## Requirements
Switch "stone window opening" to "stone doorway" in the lines starting at the one containing "slab. Report the bounding boxes." and ending at the one containing "[777,305,836,368]", then give back only those lines with everything else left unchanged.

## Rows
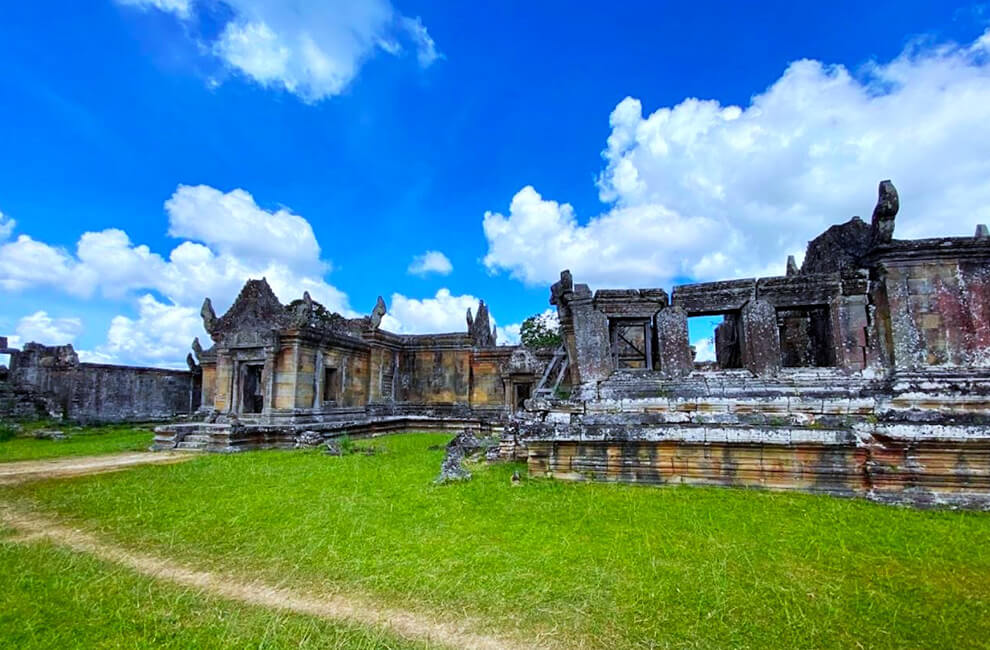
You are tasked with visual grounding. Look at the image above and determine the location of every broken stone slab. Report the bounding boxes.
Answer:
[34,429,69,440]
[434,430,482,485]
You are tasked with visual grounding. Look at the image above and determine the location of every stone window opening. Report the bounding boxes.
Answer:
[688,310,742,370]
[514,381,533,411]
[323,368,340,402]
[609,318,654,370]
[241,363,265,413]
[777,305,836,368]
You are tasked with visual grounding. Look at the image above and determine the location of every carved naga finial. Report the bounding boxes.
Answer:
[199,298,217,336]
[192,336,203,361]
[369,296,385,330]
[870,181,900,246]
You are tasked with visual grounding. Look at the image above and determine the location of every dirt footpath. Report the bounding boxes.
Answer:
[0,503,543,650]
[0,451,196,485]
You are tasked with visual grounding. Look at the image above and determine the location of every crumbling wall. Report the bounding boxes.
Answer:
...
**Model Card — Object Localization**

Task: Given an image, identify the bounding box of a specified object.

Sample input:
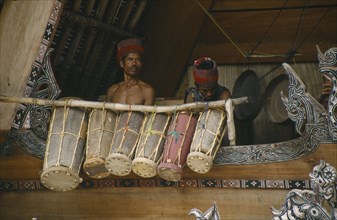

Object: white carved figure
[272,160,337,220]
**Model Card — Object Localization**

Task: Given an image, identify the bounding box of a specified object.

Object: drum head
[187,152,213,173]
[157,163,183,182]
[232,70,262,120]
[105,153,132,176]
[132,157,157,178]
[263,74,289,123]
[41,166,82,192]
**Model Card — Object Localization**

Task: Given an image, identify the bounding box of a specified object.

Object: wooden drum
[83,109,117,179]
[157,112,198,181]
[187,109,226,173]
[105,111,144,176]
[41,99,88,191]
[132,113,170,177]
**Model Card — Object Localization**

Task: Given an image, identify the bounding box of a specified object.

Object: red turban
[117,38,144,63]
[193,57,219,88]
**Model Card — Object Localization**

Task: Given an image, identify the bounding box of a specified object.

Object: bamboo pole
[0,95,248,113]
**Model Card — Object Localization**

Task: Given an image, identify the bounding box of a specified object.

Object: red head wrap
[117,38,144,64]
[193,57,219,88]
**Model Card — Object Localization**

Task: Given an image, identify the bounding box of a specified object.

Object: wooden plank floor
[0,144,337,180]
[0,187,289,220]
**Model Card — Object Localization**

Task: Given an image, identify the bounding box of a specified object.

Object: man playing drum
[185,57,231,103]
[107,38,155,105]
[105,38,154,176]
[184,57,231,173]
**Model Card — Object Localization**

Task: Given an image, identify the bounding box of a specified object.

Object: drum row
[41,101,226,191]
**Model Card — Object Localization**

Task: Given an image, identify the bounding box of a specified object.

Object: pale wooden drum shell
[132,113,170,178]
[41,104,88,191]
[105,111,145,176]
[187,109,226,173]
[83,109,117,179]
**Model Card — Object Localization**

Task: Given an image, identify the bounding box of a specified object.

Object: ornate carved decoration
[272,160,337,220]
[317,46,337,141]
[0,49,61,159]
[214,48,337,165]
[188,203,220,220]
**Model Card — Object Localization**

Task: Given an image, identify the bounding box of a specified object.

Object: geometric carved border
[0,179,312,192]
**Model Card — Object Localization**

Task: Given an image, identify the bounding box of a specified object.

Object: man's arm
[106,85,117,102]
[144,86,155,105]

## Result for this task
You are tasked with visual grounding. Look at the image above and determine the location of every broken stone slab. Report the bounding boxes.
Answer:
[34,429,69,440]
[434,430,482,485]
You are tasked with visual grounding. Look at the image above and determine the location of every stone doorway. Report the bounding boxes.
Answer:
[688,310,742,370]
[514,381,533,411]
[323,368,340,402]
[609,318,654,370]
[241,363,265,413]
[777,305,836,368]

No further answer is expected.